[Records excerpted from a collection]
====
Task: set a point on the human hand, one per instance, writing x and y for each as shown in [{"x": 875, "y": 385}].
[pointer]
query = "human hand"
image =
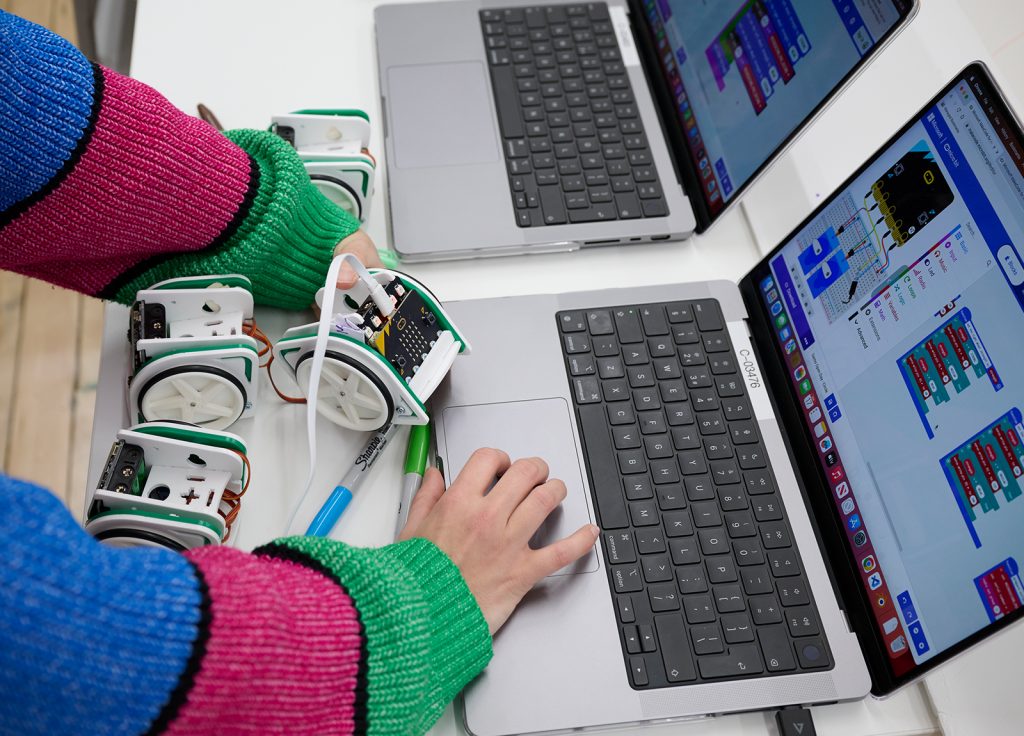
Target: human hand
[
  {"x": 486, "y": 534},
  {"x": 359, "y": 245}
]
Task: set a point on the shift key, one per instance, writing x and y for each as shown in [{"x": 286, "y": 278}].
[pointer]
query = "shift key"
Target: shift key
[
  {"x": 603, "y": 471},
  {"x": 738, "y": 661},
  {"x": 675, "y": 648}
]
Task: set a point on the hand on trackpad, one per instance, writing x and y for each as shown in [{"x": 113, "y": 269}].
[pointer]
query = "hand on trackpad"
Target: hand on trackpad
[
  {"x": 539, "y": 428},
  {"x": 441, "y": 115}
]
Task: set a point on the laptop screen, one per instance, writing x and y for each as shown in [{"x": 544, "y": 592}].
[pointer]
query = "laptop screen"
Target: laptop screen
[
  {"x": 899, "y": 307},
  {"x": 747, "y": 75}
]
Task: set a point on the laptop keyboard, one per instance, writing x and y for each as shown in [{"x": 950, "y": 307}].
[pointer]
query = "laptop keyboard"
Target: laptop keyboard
[
  {"x": 706, "y": 581},
  {"x": 573, "y": 141}
]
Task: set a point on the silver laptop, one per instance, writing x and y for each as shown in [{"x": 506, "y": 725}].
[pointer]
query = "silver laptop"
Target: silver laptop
[
  {"x": 808, "y": 483},
  {"x": 521, "y": 127}
]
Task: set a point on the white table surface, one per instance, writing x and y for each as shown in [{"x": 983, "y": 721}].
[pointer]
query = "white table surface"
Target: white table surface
[{"x": 248, "y": 59}]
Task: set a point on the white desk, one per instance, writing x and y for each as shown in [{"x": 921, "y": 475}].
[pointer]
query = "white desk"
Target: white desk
[{"x": 248, "y": 59}]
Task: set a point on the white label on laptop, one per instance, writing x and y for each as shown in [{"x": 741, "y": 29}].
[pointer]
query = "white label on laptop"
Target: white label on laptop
[
  {"x": 750, "y": 371},
  {"x": 625, "y": 34}
]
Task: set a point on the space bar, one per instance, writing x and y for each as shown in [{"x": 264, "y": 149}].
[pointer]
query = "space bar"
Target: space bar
[{"x": 603, "y": 471}]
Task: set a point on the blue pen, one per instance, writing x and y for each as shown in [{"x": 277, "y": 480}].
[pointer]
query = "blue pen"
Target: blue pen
[{"x": 335, "y": 506}]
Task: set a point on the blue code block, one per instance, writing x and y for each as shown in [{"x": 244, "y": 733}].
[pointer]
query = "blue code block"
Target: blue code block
[
  {"x": 826, "y": 274},
  {"x": 818, "y": 251}
]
====
What the exercise asks: Your answer is all of the records restated word for word, pictures excluded.

Expected output:
Task: set a point on the human hand, one per instance, writing x and y for each as shown in [{"x": 875, "y": 385}].
[pointer]
query = "human hand"
image =
Target: human hand
[
  {"x": 486, "y": 534},
  {"x": 359, "y": 245}
]
Task: set a point on the shift key, one per instance, writing x and y for each as shown in [{"x": 286, "y": 278}].
[pointer]
query = "shift key"
Target: shift key
[
  {"x": 603, "y": 471},
  {"x": 738, "y": 661},
  {"x": 675, "y": 648}
]
Task: set a point on the hand on trackpad, one per instance, writing x and y for each as shown in [{"x": 113, "y": 269}].
[pointer]
query = "hand on trackpad"
Target: hand on trackpad
[
  {"x": 539, "y": 428},
  {"x": 441, "y": 115}
]
Task: set a point on the laptop screen, one per instance, writing x and y for each as shown in [{"x": 544, "y": 592}].
[pointer]
query = "laptop screen"
Target: laptop screen
[
  {"x": 899, "y": 307},
  {"x": 747, "y": 75}
]
Task: set a point on the laptop keyboard, one per instance, writing x and y for each as shown in [{"x": 950, "y": 307}].
[pointer]
query = "laptop keyboard"
Target: laptop keyboard
[
  {"x": 706, "y": 581},
  {"x": 573, "y": 141}
]
Task: set a point on the silver laptop, one per instance, writing x and y for each as shown in [{"x": 506, "y": 725}].
[pointer]
query = "silver laptop"
Target: silver laptop
[
  {"x": 808, "y": 483},
  {"x": 521, "y": 127}
]
Task: set a point on the white table surface, one per instance, writing x and y for each as shown in [{"x": 983, "y": 721}].
[pointer]
query = "white table surface"
Target: white table surface
[{"x": 248, "y": 59}]
Task: set a point on the white desk, one per instance, writing x and y for each as shown in [{"x": 921, "y": 475}].
[pointer]
query = "white desk"
Target: white desk
[{"x": 248, "y": 59}]
Task: set a point on the white label on laptop, one per instance, writing x and y for each as shown in [{"x": 741, "y": 29}].
[pointer]
query = "white label on laptop"
Target: white label on laptop
[
  {"x": 750, "y": 371},
  {"x": 625, "y": 34}
]
Task: set a point on the space bar, one per instance, writing x and y for each as shown in [{"x": 264, "y": 149}].
[pointer]
query = "space bar"
Target: space bar
[{"x": 603, "y": 471}]
Task: set a point on the blue pen, one per instance, writing x and y for each as shown in [{"x": 277, "y": 480}].
[pointer]
query = "blue pen"
Target: blue pen
[{"x": 335, "y": 506}]
Task: set a point on the blue code block, one per instance, writing x and y for each as shown in [{"x": 244, "y": 733}].
[pointer]
query = "blue code block"
Target: blue code block
[
  {"x": 826, "y": 274},
  {"x": 818, "y": 251}
]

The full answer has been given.